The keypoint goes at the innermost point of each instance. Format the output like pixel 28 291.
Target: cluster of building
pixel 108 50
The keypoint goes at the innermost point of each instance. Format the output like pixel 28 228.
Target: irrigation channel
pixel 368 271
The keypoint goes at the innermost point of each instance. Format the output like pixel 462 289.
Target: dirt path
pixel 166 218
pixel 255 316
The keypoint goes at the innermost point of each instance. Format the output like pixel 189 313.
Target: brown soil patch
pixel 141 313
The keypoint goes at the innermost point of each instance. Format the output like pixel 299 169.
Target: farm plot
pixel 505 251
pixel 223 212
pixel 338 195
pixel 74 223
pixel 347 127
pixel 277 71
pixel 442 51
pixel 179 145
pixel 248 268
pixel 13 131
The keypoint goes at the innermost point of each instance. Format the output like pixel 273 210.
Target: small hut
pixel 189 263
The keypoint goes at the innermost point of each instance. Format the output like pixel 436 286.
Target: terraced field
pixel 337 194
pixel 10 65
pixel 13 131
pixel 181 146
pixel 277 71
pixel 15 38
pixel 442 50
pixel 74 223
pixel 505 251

━━━

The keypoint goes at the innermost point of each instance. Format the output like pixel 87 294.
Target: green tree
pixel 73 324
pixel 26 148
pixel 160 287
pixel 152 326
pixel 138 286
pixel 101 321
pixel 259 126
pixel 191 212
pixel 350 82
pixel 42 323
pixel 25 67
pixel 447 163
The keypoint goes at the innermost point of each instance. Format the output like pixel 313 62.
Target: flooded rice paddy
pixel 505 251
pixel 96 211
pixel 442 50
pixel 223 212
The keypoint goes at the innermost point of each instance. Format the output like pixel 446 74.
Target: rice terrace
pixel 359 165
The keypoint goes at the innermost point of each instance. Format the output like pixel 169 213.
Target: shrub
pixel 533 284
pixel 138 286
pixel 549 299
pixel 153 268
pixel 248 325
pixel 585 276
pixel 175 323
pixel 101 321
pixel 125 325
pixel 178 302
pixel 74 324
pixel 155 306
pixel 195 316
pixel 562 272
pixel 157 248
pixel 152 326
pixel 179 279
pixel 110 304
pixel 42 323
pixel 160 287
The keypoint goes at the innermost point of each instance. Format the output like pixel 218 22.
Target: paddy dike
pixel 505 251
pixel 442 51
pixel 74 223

━━━

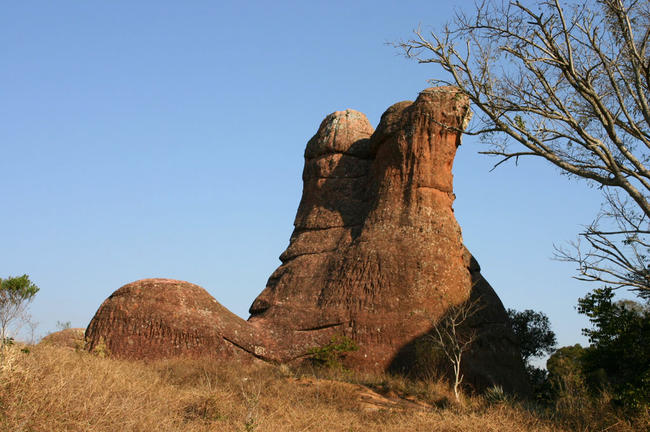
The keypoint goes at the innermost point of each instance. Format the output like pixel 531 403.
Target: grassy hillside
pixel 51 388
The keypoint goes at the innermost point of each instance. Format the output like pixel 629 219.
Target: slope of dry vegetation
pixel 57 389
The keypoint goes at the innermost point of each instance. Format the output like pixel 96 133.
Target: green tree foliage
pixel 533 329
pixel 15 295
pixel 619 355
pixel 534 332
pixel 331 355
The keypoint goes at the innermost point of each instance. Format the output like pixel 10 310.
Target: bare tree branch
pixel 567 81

━━━

#### [Exercise description]
Word for word, restate the lines of the data above that fall between the line holding "pixel 273 210." and the line holding "pixel 436 286.", inclusive, and no other lines.

#### [Written reply]
The keypoint goes at the innermost point of each instance. Format the output like pixel 273 210.
Target: small hut
pixel 189 263
The keypoint goes at the innermost point of each instance. Format the output like pixel 436 286.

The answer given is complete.